Document segment START
JIC Germplasm Resources Unit
- Headquarters: Norwich, UK
- Key people: Noam Chayut; Simon Orford; Richard Horler; Simon Griffiths; Saleha Bakht;
- Affiliations: John Innes Centre;
- Website: www.jic.ac.uk/research-impact/germplasm-resource-unit/

= JIC Germplasm Resources Unit =

Germplasm conservation unit in Norwich, England

The Germplasm Resources Unit is part of the John Innes Centre. Located in the Norwich Research Park, Norwich, England, is a germplasm conservation unit and National Capability supported by the Biotechnology and Biological Sciences Research Council. This unit houses a number of internationally recognised reference- and working-collections for wheat, oats, barley and peas, which serves UK and non-UK based academic, industrial and non-industrial groups.

==History==

The collections from the Germplasm Resources Unit were brought together in the mid-1980s from working collection from several research institutes from around the UK that worked with small grain cereals and legumes, including the extinct Plant Breeding Institute. This centralisation effort was supported by the John Innes Institute, and was designed to act as an open collection that would provide access to important resources for ongoing research and breeding.

The connection of the unit and the JIC has the advantage of placing germplasm material on sites of active research where a higher level of interaction with the scientific community is possible. This two-way interaction ensures that scientists and students are exposed to, and have greater opportunities to view and discuss genetic variability, while affording staff involvement in research objectives and priorities within both basic and strategic applied science.

In 2012 the unit became a National Capability supported by the Biotechnology and Biological Sciences Research Council as part of its new funding arrangements.

In recent times, cereal collections have been successfully screened for many traits leading to the identification of new sources of disease resistance to a range of diseases as well as tolerance to drought, salinity and aluminium.

==Collections==
The Germplasm Resources Unit houses a diverse range of seed collections, accounting for more than 20,000 accessions. The seeds are stored in a special low temperature, low humidity facility and a complete list of accessions can be found in the SeedStor, the unit's database, which was released at the end of 2014.

The oldest collection kept in unit is the Watkins Landrace Wheat Collection, which has a variety of wheat landraces cultivars acquired by A.E. Watkins in the 1930s from 32 different countries in Asia, Europe and Africa. Because the samples were collected before modern plant breeding efforts and the green revolution, it is a very interesting source of genetic variability for novel agronomic trait discovery. The collection was screened in 2014 by John Innes Centre researchers, and a great level of genetic diversity was found.

The Small Grain Cereal Collection is the largest in the UK and originated from a series of working collections from different plant breeding and research institutes from the UK. The collection was produced alongside public sector breeding programmes, and has the potential to be a source of important traits regarding disease, pest and stress resistance.

The Germplasm Resources Unit also houses a Pisum collection, all of the elite varieties that are registered in the UK National Listing, and several specialist genetic collections, such as near-isogenic lines, TILLING collections, precise genetic stocks, mapping populations, host differentials for disease testing and variant collections developed and targeted at the research and breeding communities.
Document segment END
=== What you will do ===
Transcribe the stretch of the Germplasm Resources Unit text from "The Germplasm Resources Unit also" through "and breeding communities.".
Dataset extract START
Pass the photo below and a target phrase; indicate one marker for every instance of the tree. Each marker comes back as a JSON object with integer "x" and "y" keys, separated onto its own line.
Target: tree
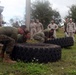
Dataset extract END
=== Finished task ===
The Germplasm Resources Unit also houses a Pisum collection, all of the elite varieties that are registered in the UK National Listing, and several specialist genetic collections, such as near-isogenic lines, TILLING collections, precise genetic stocks, mapping populations, host differentials for disease testing and variant collections developed and targeted at the research and breeding communities.